■ PROBLEM REQUIREMENTS
From the line containing "the car wash" down to the last line of the material, output each line exactly as it appears, excluding pictures.

■ MATERIAL PROVIDED
□ □ □
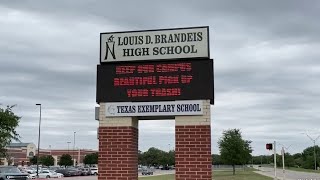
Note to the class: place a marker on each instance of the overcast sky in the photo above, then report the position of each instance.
(267, 67)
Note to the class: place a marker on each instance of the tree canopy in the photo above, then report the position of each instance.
(233, 149)
(8, 123)
(66, 160)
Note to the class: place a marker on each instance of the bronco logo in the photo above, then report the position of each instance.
(110, 40)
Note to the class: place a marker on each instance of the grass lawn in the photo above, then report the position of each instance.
(219, 175)
(301, 169)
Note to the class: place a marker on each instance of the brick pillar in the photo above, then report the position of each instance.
(118, 148)
(193, 146)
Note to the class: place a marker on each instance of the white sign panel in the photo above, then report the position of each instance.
(162, 108)
(155, 44)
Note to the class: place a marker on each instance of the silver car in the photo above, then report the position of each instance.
(11, 172)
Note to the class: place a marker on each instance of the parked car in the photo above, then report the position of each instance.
(65, 172)
(94, 171)
(11, 172)
(74, 171)
(147, 171)
(32, 175)
(50, 174)
(84, 171)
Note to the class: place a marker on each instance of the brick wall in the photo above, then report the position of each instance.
(193, 152)
(118, 150)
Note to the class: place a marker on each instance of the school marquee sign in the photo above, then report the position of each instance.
(155, 44)
(161, 108)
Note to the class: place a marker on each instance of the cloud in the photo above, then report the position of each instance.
(265, 57)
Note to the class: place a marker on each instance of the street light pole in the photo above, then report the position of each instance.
(283, 154)
(68, 146)
(38, 142)
(74, 145)
(314, 149)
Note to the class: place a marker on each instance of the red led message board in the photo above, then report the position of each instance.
(155, 81)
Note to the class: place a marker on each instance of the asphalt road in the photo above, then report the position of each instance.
(289, 175)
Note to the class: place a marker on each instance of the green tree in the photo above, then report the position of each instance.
(308, 157)
(47, 160)
(91, 159)
(233, 149)
(33, 160)
(8, 123)
(66, 160)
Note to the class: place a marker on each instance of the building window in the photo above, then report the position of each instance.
(31, 154)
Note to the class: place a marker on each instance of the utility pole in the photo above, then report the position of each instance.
(275, 160)
(283, 154)
(38, 154)
(314, 149)
(283, 169)
(74, 146)
(68, 146)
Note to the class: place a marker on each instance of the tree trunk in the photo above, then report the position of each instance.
(234, 169)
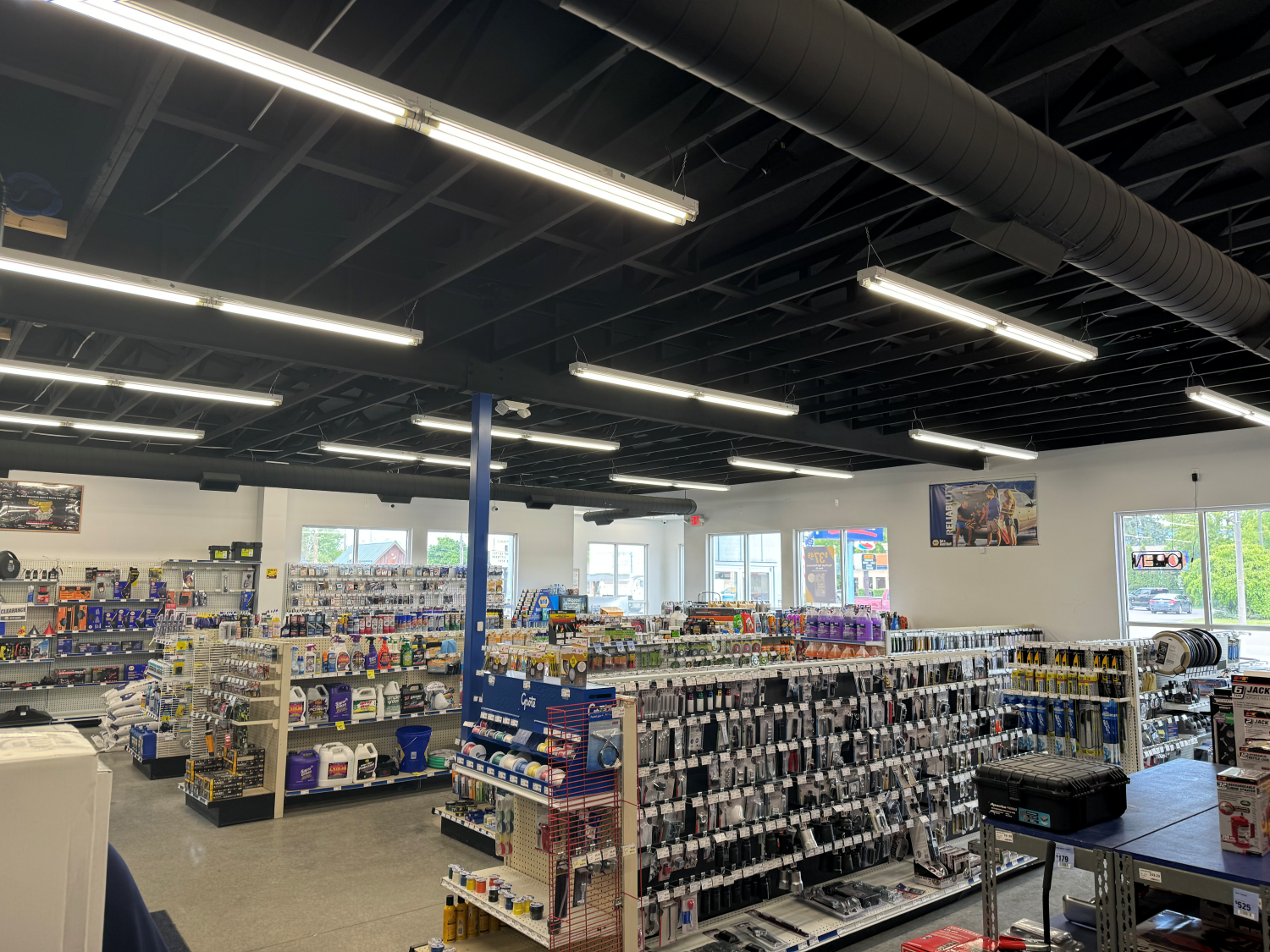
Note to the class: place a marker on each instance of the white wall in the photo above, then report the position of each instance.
(1067, 584)
(126, 520)
(662, 537)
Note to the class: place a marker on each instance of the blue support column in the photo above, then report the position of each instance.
(478, 555)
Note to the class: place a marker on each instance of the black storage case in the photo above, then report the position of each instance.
(1052, 792)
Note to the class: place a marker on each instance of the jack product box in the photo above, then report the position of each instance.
(950, 938)
(1250, 711)
(1244, 810)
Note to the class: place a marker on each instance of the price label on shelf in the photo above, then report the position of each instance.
(1247, 904)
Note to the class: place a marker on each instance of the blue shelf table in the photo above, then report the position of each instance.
(1157, 799)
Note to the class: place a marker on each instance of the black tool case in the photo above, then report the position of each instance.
(1053, 792)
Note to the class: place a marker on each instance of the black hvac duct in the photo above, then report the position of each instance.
(89, 461)
(832, 71)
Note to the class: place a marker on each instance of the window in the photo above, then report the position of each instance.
(451, 548)
(340, 545)
(616, 576)
(747, 568)
(858, 574)
(1222, 575)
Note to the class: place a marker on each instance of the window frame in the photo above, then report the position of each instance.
(846, 568)
(357, 531)
(630, 601)
(747, 596)
(1201, 518)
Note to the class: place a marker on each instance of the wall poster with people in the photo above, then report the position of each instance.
(987, 512)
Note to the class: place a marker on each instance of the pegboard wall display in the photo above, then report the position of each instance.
(794, 784)
(76, 627)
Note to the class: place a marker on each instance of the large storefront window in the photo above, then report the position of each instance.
(1206, 566)
(845, 566)
(747, 568)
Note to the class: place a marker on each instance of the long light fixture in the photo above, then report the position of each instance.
(919, 294)
(98, 426)
(668, 484)
(667, 388)
(751, 464)
(230, 45)
(1211, 398)
(192, 391)
(975, 444)
(441, 423)
(404, 456)
(127, 283)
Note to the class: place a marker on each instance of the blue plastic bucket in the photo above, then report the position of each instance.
(413, 748)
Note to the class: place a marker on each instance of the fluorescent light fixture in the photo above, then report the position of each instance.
(975, 444)
(103, 426)
(193, 391)
(538, 162)
(320, 320)
(404, 456)
(1211, 398)
(439, 423)
(63, 375)
(668, 484)
(86, 276)
(919, 294)
(655, 385)
(173, 27)
(751, 464)
(127, 283)
(258, 55)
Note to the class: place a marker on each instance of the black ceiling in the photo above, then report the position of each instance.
(512, 278)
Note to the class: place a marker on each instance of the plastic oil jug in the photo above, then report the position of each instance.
(334, 764)
(367, 758)
(363, 703)
(391, 698)
(319, 703)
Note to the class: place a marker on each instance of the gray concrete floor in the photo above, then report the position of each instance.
(352, 873)
(360, 873)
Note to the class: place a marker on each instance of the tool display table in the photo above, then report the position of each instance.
(1157, 799)
(1188, 857)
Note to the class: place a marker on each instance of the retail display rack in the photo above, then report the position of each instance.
(800, 776)
(553, 751)
(71, 667)
(439, 594)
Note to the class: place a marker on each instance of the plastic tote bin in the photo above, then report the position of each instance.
(413, 748)
(1052, 792)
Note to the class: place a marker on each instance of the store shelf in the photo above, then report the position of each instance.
(385, 782)
(455, 817)
(366, 720)
(522, 885)
(86, 685)
(375, 673)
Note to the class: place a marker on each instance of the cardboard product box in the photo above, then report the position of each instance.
(1244, 810)
(950, 938)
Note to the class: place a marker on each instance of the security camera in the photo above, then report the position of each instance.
(505, 406)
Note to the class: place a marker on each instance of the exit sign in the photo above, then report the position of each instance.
(1160, 561)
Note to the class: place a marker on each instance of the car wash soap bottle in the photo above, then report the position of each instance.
(449, 928)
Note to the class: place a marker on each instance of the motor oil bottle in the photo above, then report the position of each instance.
(449, 929)
(460, 921)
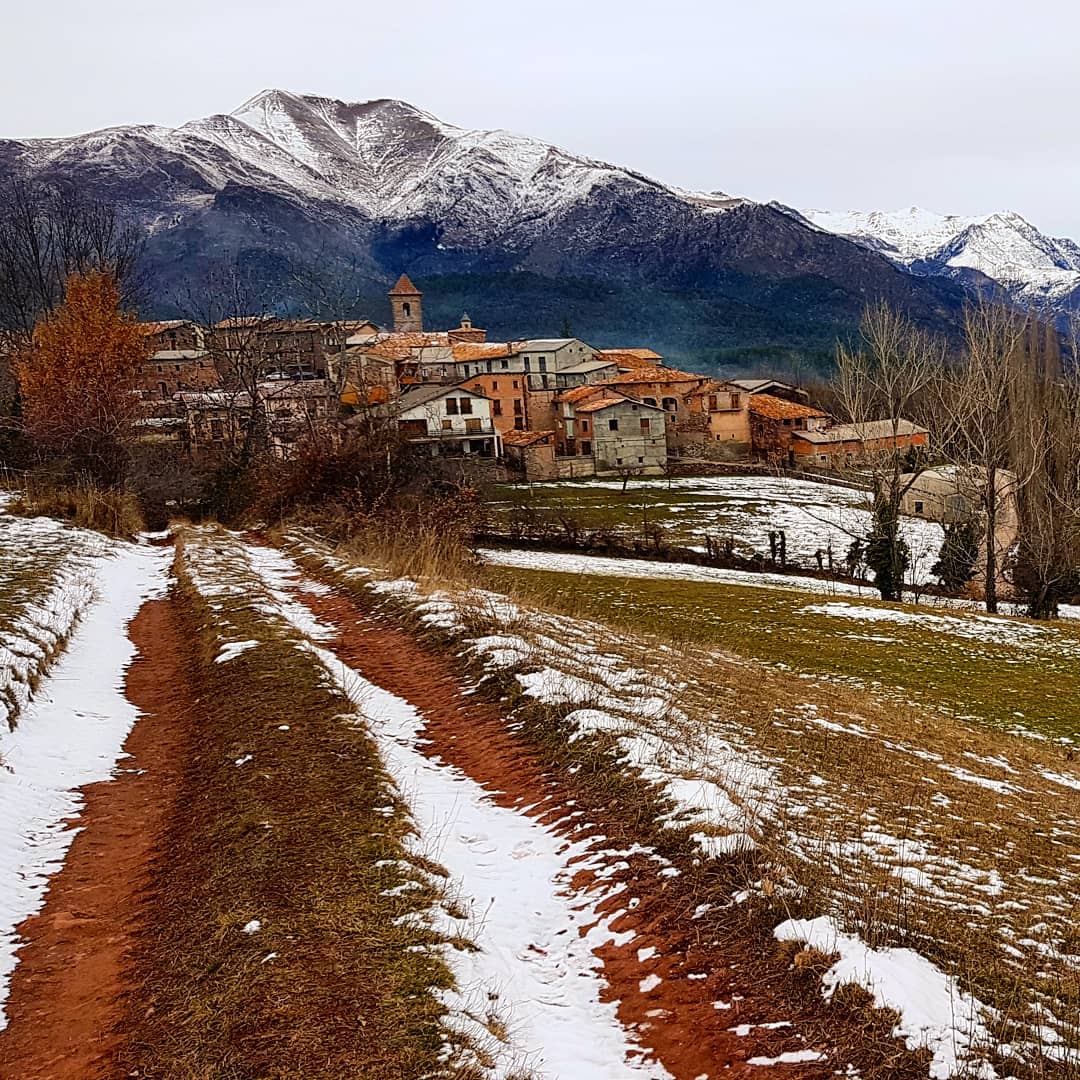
□ □ □
■ RESPONSE
Note to the class: place a marker on each instance of the car wash soap bottle in the photo above, then report the position of each instance.
(449, 928)
Note to the class: place a marker on each instance of the motor oil bottle in the photo above, then report the position of each instance.
(449, 929)
(460, 921)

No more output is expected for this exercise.